____ DATASET ROWS

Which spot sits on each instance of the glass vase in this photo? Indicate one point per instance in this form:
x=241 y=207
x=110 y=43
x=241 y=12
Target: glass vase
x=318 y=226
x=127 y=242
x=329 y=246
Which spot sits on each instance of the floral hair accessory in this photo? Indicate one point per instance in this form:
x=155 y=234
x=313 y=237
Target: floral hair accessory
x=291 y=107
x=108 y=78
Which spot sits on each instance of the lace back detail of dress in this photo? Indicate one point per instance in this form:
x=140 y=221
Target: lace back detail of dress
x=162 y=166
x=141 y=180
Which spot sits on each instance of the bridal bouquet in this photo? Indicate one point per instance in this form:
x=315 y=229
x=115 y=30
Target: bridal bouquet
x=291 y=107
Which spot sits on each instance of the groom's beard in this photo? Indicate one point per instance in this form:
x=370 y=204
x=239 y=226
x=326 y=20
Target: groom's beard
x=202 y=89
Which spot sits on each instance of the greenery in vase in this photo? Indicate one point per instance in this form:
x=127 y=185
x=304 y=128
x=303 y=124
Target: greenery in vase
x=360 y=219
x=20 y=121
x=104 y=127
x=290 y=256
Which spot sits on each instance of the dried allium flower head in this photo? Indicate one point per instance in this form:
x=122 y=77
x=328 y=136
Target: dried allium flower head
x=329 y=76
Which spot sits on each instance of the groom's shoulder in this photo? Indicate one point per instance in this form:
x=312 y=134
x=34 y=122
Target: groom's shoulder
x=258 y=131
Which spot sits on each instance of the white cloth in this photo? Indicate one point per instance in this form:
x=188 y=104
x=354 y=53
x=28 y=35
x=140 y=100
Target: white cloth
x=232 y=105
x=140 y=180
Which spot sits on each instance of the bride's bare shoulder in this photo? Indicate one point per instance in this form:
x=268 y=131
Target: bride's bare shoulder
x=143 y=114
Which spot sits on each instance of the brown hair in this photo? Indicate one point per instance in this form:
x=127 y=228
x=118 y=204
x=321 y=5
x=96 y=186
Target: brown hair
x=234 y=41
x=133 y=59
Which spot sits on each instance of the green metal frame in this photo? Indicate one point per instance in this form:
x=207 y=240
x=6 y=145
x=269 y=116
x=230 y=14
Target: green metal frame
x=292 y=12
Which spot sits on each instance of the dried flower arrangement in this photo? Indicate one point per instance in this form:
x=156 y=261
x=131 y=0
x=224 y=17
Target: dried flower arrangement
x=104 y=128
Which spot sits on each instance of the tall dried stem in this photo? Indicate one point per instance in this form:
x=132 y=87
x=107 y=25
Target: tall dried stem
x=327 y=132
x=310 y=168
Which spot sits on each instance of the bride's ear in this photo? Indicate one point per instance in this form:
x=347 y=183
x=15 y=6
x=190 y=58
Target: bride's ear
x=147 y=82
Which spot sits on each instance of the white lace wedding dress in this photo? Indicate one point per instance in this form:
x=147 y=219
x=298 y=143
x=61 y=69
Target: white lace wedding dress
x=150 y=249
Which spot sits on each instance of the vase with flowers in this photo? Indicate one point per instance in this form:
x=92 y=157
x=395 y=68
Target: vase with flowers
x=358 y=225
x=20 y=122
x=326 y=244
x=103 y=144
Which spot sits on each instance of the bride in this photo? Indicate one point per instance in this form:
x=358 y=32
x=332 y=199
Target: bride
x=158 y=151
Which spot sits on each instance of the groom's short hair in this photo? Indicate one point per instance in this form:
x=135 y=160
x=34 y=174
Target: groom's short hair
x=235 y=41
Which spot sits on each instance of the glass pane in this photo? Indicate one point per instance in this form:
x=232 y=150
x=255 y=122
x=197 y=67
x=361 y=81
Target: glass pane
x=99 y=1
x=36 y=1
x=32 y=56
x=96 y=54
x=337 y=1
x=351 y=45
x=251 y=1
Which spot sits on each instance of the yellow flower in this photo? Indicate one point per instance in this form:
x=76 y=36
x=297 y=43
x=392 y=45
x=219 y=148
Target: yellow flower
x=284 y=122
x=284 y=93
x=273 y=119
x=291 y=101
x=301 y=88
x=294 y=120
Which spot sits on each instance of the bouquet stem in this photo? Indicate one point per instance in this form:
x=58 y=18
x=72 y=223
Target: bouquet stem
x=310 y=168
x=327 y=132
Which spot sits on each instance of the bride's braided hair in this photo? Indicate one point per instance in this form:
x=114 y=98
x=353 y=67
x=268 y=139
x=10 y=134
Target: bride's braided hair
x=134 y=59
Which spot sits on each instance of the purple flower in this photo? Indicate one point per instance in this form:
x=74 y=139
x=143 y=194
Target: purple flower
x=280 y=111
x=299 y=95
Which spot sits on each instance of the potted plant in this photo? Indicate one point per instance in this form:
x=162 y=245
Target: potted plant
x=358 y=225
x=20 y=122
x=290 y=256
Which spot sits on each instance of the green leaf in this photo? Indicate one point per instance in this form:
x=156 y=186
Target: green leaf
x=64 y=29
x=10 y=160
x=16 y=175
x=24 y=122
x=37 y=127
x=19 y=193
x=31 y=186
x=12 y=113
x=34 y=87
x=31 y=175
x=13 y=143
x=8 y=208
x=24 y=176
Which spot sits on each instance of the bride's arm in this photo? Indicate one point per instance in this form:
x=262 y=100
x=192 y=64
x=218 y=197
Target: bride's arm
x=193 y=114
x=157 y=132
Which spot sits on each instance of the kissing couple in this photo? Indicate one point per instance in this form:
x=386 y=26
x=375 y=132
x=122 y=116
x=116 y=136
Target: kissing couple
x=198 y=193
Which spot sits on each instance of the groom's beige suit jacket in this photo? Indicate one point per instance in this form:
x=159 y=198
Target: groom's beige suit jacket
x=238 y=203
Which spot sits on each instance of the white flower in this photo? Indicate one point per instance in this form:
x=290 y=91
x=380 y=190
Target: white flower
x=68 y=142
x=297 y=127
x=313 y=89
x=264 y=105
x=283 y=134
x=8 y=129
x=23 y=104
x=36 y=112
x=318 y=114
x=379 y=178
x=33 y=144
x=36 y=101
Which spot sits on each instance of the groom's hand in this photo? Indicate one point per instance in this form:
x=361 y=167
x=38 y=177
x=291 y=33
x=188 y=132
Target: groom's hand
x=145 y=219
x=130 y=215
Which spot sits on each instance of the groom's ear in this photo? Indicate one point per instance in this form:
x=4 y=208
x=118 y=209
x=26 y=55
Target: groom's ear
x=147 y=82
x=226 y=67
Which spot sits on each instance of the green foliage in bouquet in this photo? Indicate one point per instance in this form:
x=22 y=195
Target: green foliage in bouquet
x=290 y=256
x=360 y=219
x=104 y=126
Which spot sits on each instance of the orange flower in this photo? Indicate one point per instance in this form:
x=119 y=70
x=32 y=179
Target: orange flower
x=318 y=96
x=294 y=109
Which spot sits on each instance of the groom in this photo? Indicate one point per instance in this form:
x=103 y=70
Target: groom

________

Can you extract every line of the data above and reproduce each one word for word, without any changes?

SOLUTION TO THIS TASK
Which spot sits on each instance of the glass vase in this photo? Indicate one point per instance in this form:
x=241 y=207
x=110 y=43
x=241 y=12
Target: glass vase
x=318 y=226
x=127 y=242
x=329 y=246
Which spot sits on each instance of the floral hair accessory in this photo? Indicate one point per instance in this form:
x=155 y=234
x=313 y=237
Target: floral hair accessory
x=291 y=107
x=108 y=78
Which spot sits on each instance of the lace back detail of dress in this photo? Indicate one point per instance in this form:
x=140 y=221
Target: lace back detail of dress
x=162 y=166
x=141 y=180
Which spot sits on each instance of the bridal bouquet in this photo? Indicate one point per instance in this form:
x=315 y=229
x=115 y=30
Target: bridal bouquet
x=291 y=107
Which spot sits on each instance of the groom's beard in this photo? Indicate one point per instance in this form:
x=370 y=204
x=239 y=226
x=326 y=20
Target: groom's beard
x=202 y=89
Which spot sits on each instance of the greenery in vase in this photo? Indicate one point per instance in this form:
x=127 y=185
x=304 y=128
x=303 y=124
Target: greenery in vase
x=360 y=219
x=20 y=121
x=104 y=127
x=290 y=256
Which spot sits on each instance of the dried allium flower head in this photo? Indicate one point per instance in this form:
x=122 y=77
x=328 y=136
Target: dried allium flower head
x=329 y=76
Which spot sits on each instance of the groom's shoulder in this photo? Indicate one point per instance in this form:
x=312 y=134
x=34 y=122
Target: groom's shoulder
x=258 y=131
Which spot sits on each instance of the white cloth in this photo? Indicate one point per instance in this form:
x=188 y=104
x=354 y=53
x=28 y=35
x=140 y=100
Target: white cloth
x=232 y=105
x=140 y=180
Which spot sits on each instance of the bride's bare shoulder in this photo? Indicate one point per instance in this form:
x=268 y=131
Target: bride's bare shoulder
x=143 y=114
Which spot sits on each instance of the brown hair in this photo? Indicate one point per instance in this form:
x=127 y=228
x=118 y=204
x=321 y=5
x=96 y=186
Target: brown hair
x=234 y=41
x=133 y=59
Which spot sits on each instance of the green metal frame in this photo? Indicate one point per instance in this form:
x=207 y=240
x=6 y=145
x=269 y=116
x=230 y=14
Target: green metal frame
x=292 y=12
Which spot sits on each instance of the dried flower arrangement in this photo? Indicate one point per instance in this form:
x=156 y=261
x=131 y=0
x=224 y=17
Target: dried flower arrangement
x=104 y=128
Which spot sits on each instance of the tall dried stem in this photo? Indicate one point per instance in this form:
x=132 y=87
x=107 y=25
Target: tall dried stem
x=327 y=132
x=310 y=168
Which spot sits on each instance of the bride's ear in this photo? Indicate one point per instance in this form:
x=347 y=183
x=15 y=6
x=190 y=58
Target: bride's ear
x=147 y=82
Which spot sits on each instance of the white lace wedding dress in this photo? Indicate one point per instance in this form:
x=147 y=219
x=298 y=143
x=61 y=69
Target: white lace wedding dress
x=150 y=249
Which spot sits on each instance of the vase with flowers in this photo? Indicate one point per instance in this form:
x=92 y=157
x=395 y=68
Target: vase with flowers
x=358 y=225
x=20 y=122
x=326 y=244
x=103 y=144
Which spot sits on each instance of the bride in this photo? Indicate one point per instance in this form:
x=358 y=32
x=332 y=199
Target: bride
x=158 y=151
Which spot sits on each instance of the groom's short hair in this photo? Indicate one point per instance in this form:
x=135 y=160
x=34 y=174
Target: groom's short hair
x=235 y=41
Which spot sits on each instance of the glass pane in this photo? Indicate one point per instance in this form:
x=232 y=150
x=255 y=122
x=197 y=67
x=361 y=81
Target: glass pane
x=99 y=1
x=36 y=1
x=32 y=56
x=96 y=54
x=337 y=1
x=351 y=45
x=251 y=1
Which spot sits on each instance of the yellow flower in this photo? Indicate one point per instance in this form:
x=76 y=36
x=297 y=43
x=392 y=45
x=219 y=148
Target: yellow flower
x=284 y=122
x=284 y=93
x=273 y=119
x=291 y=101
x=301 y=88
x=294 y=120
Which spot sits on each instance of the bouquet stem in this photo? Indicate one point per instance in this form:
x=58 y=18
x=72 y=223
Target: bouquet stem
x=310 y=168
x=327 y=132
Which spot sits on each instance of the bride's braided hair in this photo? Indicate one point per instance in this form:
x=114 y=98
x=353 y=67
x=268 y=139
x=10 y=134
Target: bride's braided hair
x=134 y=59
Which spot sits on each instance of the purple flower in this photo? Indicate one point per instance in this form:
x=74 y=139
x=143 y=194
Target: purple flower
x=280 y=111
x=299 y=95
Which spot sits on each instance of the potted plant in this photo? Indicate one point per instance in this form:
x=162 y=245
Target: potted plant
x=358 y=225
x=20 y=122
x=290 y=256
Which spot sits on each instance of the green leaf in this photo? Indicate one point per instance in this form:
x=156 y=186
Target: green leaf
x=64 y=29
x=10 y=160
x=16 y=175
x=24 y=122
x=37 y=127
x=19 y=193
x=31 y=186
x=12 y=113
x=34 y=87
x=31 y=175
x=13 y=143
x=8 y=208
x=24 y=176
Which spot sits on each instance of the bride's arm in this photo? Indicate one point per instance in this form:
x=262 y=100
x=192 y=64
x=218 y=197
Target: bride's arm
x=193 y=114
x=157 y=132
Which spot sits on each instance of the kissing couple in this photo? Indicate one point per instance in this form:
x=386 y=26
x=375 y=132
x=122 y=116
x=116 y=136
Target: kissing couple
x=198 y=193
Which spot sits on each instance of the groom's beige suit jacket in this photo? Indicate one point per instance in this form:
x=159 y=198
Target: groom's beige suit jacket
x=238 y=203
Which spot sits on each instance of the white flower in this photo? Indicate one point per instance in this form:
x=290 y=91
x=380 y=190
Target: white flower
x=68 y=142
x=297 y=127
x=313 y=89
x=264 y=105
x=283 y=134
x=8 y=129
x=23 y=104
x=36 y=112
x=318 y=114
x=379 y=178
x=33 y=144
x=36 y=101
Which spot sits on each instance of the groom's hand in this photo? Indicate one point per instance in this form:
x=361 y=167
x=38 y=177
x=291 y=33
x=188 y=132
Target: groom's hand
x=145 y=219
x=130 y=215
Which spot sits on each instance of the groom's ear in this photo? Indicate one point per instance in this form:
x=4 y=208
x=118 y=209
x=26 y=55
Target: groom's ear
x=147 y=82
x=226 y=67
Which spot sits on each instance of the green foliage in bouquet in this photo? Indicate one point per instance in this form:
x=22 y=195
Target: green foliage in bouquet
x=290 y=256
x=360 y=219
x=104 y=126
Which spot sits on each instance of the orange flower in this photo? Indicate one point per instance in this form:
x=119 y=70
x=32 y=179
Target: orange flower
x=318 y=96
x=294 y=109
Which spot sits on each instance of the groom in this photo? Indicate one point per instance in this form:
x=103 y=70
Target: groom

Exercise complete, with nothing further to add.